Work required: Update the listing from its start up to and including the line with "450), (463, 411)]", replacing "Format" with "Output" and leaving everything else unchanged. Leave the pictures out of your answer.

Source data:
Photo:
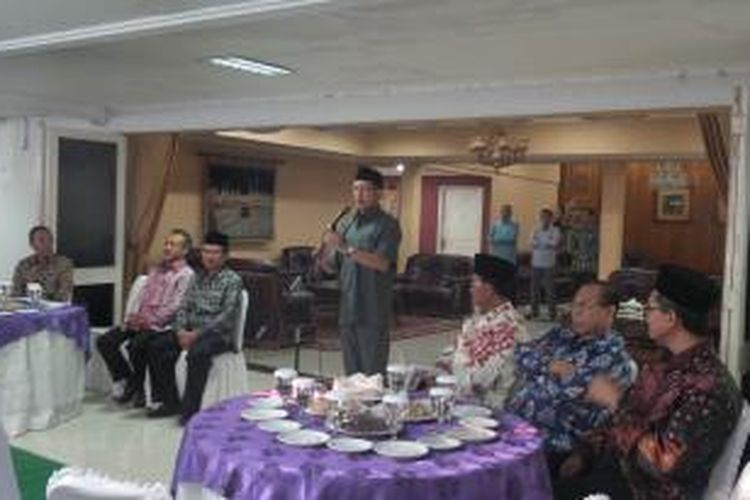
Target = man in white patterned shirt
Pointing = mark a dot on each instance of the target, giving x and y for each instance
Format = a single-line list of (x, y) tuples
[(483, 357)]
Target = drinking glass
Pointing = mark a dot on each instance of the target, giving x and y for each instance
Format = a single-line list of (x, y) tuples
[(5, 289), (302, 390), (441, 399), (397, 375), (394, 409), (34, 293), (446, 381), (284, 377)]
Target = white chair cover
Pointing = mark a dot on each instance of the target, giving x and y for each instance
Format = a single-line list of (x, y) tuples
[(723, 475), (228, 374), (8, 487), (742, 488), (77, 484), (43, 378), (192, 491)]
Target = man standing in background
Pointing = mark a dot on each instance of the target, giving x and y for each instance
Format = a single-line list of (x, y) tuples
[(545, 242), (366, 246), (504, 236)]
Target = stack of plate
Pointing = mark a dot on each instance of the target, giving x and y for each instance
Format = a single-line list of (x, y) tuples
[(277, 426), (304, 438), (258, 414), (472, 434), (349, 445), (402, 450), (463, 411)]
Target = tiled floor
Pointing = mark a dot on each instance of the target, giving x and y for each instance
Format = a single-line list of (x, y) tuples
[(126, 444)]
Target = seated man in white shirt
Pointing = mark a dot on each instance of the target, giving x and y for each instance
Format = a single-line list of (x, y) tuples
[(483, 357), (160, 299)]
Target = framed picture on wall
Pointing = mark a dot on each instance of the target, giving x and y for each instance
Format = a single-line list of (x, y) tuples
[(239, 201), (673, 205)]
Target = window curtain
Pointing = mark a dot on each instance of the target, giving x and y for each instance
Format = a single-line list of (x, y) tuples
[(153, 162), (715, 141)]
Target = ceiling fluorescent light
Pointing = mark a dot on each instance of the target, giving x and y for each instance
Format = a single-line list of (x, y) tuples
[(251, 66)]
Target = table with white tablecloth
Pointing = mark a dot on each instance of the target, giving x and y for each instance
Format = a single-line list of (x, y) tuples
[(42, 367)]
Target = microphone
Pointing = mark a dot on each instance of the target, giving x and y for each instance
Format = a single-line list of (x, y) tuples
[(340, 216)]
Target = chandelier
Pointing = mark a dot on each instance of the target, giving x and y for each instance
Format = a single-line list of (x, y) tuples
[(499, 149)]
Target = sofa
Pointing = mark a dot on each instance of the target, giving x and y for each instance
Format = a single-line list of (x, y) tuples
[(566, 282), (276, 314), (434, 285)]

Written response:
Photo:
Target = man in white patterned shirt
Pointing = mark a dot on each instance of the target, giving x and y for each instance
Output = a single-line list of (x, y) tuples
[(483, 357)]
Target = drinking glass
Pointing = mark a dot on each instance of the target, giving x and y for each instance
Output = a single-line list of (x, y) tuples
[(5, 289), (302, 390), (441, 399), (397, 375), (394, 409), (34, 293), (446, 381), (284, 377)]
Target = white chair cover
Pointing = mark a dot on each instance of the target, giving x and y for each instance
Output = a single-line list of (x, y) tuples
[(723, 475), (228, 374), (8, 487), (742, 488), (77, 484), (43, 378), (192, 491)]
Target = man standing in background
Pointing = mark a dot on each instance of the target, giving x and y for each instance
Output = a single-line list of (x, y) tuples
[(545, 242), (366, 246), (504, 236)]
Target = stack of plate
Pointing = mark a dot on each instance of the target, giving x and y for each instance
Output = a single-line list of (x, y) tuples
[(277, 426), (304, 438), (258, 414), (472, 434), (349, 445), (402, 450), (463, 411)]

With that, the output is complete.